Requirements ▸
Give the lines from the line with "For every instance of the nun" through the end of the records as a JSON list of strings, one string per line, leaving out blank lines.

Entries supplied ▸
** Start **
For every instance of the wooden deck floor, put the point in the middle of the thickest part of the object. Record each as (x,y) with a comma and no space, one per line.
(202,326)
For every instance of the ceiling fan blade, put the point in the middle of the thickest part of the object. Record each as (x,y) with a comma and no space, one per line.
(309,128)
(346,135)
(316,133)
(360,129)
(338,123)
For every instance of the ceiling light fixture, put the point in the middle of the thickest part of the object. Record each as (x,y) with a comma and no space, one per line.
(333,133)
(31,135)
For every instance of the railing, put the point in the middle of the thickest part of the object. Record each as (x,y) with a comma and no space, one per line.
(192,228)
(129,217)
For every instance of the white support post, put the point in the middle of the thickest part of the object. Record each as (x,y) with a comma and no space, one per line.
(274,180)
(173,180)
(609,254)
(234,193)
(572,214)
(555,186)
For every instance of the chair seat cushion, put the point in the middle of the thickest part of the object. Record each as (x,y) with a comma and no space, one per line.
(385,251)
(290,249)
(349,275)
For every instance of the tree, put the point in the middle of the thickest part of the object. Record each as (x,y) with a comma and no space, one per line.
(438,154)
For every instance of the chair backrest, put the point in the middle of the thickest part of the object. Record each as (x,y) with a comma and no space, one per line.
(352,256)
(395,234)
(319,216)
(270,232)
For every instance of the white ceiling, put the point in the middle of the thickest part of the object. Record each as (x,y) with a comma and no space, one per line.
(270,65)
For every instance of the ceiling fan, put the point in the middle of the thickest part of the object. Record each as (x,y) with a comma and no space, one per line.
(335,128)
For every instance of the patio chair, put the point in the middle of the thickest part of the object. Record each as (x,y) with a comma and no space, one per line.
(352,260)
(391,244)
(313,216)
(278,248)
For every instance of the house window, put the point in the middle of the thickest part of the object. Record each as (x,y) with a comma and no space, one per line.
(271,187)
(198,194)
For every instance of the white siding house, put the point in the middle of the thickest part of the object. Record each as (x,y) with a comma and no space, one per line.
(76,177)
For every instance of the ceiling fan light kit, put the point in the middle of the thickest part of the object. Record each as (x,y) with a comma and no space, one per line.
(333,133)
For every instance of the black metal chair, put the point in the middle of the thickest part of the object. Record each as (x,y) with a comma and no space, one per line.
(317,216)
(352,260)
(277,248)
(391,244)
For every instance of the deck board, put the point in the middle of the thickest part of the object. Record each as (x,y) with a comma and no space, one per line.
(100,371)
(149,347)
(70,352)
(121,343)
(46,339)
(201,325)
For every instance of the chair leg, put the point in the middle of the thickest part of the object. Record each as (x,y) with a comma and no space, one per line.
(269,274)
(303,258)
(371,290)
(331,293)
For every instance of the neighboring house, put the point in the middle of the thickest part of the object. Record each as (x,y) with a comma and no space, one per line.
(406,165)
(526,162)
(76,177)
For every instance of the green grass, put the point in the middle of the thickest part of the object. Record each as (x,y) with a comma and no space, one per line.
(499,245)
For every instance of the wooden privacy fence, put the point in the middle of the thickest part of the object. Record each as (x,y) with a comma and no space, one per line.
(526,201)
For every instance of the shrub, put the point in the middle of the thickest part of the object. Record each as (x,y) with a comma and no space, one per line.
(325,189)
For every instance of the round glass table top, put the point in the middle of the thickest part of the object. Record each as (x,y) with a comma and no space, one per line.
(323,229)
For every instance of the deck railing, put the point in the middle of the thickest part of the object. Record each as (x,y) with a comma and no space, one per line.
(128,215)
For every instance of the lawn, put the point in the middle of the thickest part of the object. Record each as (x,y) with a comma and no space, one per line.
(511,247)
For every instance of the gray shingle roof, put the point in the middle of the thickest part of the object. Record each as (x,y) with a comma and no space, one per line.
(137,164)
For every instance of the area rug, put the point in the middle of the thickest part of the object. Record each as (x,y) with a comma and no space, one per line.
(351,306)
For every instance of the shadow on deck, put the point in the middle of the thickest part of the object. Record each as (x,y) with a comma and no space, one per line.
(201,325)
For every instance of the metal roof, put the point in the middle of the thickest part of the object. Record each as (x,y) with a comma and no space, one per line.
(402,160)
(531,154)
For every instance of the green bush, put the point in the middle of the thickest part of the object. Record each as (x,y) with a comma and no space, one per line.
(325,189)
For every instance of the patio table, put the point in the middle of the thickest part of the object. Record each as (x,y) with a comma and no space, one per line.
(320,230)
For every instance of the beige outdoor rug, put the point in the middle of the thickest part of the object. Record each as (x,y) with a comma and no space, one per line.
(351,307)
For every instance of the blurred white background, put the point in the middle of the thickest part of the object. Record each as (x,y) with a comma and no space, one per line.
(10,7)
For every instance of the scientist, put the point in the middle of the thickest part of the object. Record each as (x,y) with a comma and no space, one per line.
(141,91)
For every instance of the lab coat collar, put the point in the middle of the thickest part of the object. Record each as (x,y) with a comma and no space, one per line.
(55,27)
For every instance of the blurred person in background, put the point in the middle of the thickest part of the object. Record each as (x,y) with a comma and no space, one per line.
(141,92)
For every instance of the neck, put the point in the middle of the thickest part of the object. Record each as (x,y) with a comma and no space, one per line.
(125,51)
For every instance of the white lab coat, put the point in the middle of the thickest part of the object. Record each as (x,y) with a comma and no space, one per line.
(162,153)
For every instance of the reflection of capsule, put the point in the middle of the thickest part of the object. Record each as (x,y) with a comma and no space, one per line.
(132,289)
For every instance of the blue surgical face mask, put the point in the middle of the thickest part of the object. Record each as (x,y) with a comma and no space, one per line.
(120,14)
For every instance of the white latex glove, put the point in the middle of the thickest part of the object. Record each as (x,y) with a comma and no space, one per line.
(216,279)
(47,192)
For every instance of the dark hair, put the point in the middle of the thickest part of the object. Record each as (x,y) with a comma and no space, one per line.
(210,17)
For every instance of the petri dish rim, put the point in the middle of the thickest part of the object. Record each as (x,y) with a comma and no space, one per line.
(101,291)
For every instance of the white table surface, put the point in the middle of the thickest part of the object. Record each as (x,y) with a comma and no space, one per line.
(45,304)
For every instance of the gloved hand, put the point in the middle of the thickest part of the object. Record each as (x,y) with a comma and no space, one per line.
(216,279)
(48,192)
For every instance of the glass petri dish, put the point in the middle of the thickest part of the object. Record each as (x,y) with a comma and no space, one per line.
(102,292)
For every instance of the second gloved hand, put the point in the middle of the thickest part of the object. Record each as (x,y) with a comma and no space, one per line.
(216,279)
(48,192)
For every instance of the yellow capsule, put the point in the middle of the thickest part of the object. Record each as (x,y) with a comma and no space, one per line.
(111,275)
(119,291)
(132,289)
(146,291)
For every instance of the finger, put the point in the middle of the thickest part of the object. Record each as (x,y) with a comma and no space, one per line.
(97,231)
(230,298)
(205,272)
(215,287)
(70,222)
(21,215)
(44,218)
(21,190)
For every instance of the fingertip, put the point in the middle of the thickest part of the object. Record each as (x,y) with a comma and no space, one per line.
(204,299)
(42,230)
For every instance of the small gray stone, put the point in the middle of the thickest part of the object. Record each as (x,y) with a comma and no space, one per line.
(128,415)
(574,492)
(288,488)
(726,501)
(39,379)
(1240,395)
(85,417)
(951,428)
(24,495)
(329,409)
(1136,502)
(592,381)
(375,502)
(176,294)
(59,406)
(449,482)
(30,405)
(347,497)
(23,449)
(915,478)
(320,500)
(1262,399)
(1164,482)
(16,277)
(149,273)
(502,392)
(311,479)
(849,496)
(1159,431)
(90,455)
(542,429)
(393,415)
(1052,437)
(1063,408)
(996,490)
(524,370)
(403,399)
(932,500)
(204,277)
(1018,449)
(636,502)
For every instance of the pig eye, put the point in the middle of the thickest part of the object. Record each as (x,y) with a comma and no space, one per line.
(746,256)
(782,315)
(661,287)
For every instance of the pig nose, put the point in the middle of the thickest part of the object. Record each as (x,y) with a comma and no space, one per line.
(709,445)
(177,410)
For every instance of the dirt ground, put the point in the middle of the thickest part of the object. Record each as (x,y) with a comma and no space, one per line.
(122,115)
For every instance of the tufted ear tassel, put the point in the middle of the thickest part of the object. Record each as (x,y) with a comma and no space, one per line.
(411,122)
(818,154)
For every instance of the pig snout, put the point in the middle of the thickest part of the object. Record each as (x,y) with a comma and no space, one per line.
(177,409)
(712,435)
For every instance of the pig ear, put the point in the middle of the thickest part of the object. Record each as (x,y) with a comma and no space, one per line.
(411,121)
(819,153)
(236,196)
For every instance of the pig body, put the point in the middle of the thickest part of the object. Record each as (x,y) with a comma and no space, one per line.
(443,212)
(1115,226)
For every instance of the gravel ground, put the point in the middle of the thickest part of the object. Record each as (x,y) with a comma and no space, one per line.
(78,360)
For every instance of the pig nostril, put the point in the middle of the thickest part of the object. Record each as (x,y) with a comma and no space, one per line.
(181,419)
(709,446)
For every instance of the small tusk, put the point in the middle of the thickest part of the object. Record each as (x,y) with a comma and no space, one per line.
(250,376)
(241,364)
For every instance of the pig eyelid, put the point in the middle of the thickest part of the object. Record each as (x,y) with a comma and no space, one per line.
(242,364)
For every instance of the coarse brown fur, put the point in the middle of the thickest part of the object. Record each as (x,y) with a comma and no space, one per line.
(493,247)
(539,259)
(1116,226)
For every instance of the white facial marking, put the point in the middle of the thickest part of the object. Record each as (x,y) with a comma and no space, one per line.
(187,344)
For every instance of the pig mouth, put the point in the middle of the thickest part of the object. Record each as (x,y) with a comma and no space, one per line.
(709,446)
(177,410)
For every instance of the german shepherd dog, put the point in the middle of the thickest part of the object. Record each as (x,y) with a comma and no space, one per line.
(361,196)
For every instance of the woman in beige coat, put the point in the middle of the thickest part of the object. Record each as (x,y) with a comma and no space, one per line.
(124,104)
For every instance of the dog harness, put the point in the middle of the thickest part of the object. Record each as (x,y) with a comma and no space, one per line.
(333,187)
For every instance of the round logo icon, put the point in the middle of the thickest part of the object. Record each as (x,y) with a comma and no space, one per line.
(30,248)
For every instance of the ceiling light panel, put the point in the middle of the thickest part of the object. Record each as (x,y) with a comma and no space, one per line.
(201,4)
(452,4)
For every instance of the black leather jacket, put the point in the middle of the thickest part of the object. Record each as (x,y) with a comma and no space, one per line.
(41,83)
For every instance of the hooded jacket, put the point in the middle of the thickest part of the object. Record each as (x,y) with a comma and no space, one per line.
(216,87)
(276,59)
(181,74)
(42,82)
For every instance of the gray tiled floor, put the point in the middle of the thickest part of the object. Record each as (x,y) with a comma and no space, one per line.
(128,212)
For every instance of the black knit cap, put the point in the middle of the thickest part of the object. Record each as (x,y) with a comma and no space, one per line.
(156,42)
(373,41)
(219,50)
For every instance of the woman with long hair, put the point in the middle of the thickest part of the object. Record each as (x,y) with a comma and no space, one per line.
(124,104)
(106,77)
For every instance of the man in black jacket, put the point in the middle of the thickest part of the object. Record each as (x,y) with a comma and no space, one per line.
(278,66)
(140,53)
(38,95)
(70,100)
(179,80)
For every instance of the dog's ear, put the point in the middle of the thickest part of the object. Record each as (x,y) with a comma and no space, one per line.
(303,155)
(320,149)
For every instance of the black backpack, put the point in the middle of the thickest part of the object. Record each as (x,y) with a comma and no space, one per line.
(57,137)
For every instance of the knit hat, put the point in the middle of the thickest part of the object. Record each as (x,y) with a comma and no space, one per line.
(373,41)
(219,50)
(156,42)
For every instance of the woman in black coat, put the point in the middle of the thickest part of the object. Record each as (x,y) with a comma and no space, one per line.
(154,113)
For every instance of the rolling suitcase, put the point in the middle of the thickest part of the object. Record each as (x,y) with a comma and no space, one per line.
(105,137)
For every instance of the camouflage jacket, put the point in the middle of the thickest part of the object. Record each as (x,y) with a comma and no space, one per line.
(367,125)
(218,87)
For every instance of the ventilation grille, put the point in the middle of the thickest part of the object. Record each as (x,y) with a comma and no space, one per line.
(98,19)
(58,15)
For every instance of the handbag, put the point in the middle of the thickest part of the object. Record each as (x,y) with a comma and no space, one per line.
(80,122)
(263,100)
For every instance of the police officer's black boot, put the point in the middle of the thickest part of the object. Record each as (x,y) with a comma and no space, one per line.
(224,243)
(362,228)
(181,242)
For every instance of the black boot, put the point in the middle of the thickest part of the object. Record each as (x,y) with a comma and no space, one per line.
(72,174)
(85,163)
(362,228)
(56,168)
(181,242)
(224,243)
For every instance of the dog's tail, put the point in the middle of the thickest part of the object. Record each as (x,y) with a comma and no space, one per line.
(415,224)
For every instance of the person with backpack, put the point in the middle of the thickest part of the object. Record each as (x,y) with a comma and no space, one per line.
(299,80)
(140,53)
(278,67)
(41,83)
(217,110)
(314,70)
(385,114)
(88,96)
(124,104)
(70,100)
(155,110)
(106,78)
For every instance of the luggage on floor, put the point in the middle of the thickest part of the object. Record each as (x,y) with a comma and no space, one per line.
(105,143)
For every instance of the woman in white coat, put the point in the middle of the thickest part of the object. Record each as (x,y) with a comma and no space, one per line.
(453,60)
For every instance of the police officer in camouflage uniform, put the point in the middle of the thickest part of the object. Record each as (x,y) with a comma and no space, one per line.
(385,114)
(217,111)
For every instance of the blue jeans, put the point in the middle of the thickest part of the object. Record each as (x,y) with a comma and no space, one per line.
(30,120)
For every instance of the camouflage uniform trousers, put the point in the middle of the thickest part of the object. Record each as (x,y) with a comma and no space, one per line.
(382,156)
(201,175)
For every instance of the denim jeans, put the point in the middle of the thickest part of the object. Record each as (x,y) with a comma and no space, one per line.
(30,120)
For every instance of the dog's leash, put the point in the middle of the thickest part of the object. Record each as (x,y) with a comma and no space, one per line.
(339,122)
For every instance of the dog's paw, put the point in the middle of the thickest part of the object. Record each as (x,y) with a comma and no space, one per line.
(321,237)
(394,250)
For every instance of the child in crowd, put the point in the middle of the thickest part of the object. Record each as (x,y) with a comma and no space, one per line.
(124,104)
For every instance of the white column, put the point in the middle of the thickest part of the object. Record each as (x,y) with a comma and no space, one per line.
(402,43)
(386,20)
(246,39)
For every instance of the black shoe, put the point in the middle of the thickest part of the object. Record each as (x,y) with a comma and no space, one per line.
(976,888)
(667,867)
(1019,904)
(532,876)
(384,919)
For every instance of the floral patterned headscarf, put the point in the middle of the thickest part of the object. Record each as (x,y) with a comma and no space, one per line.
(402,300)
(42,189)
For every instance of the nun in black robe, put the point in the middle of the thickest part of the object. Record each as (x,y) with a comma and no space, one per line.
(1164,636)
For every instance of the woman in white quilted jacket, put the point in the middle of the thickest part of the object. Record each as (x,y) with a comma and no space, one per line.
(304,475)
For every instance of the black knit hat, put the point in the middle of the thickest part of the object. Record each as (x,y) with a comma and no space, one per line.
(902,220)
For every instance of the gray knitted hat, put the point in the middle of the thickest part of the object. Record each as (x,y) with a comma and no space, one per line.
** End **
Exercise solution ▸
[
  "For every instance of the nun in black robe, put the point in the middle of the thickest part of the object. Record each as (x,y) with a comma and no space, one per line.",
  "(1164,636)",
  "For every instance of the woman in white quilted jacket, put the point in the middle of the thickest part of the object. Record each as (x,y) with a comma and no space, one per line.",
  "(304,475)",
  "For every instance of the black knit hat, put the point in the middle of the thickest part of the object. Record each as (x,y) with a comma and no space, one per line.",
  "(902,220)",
  "For every instance of the gray knitted hat, put the point in the middle of the thickest part of the object. Record each as (x,y) with a comma and no space, one per line."
]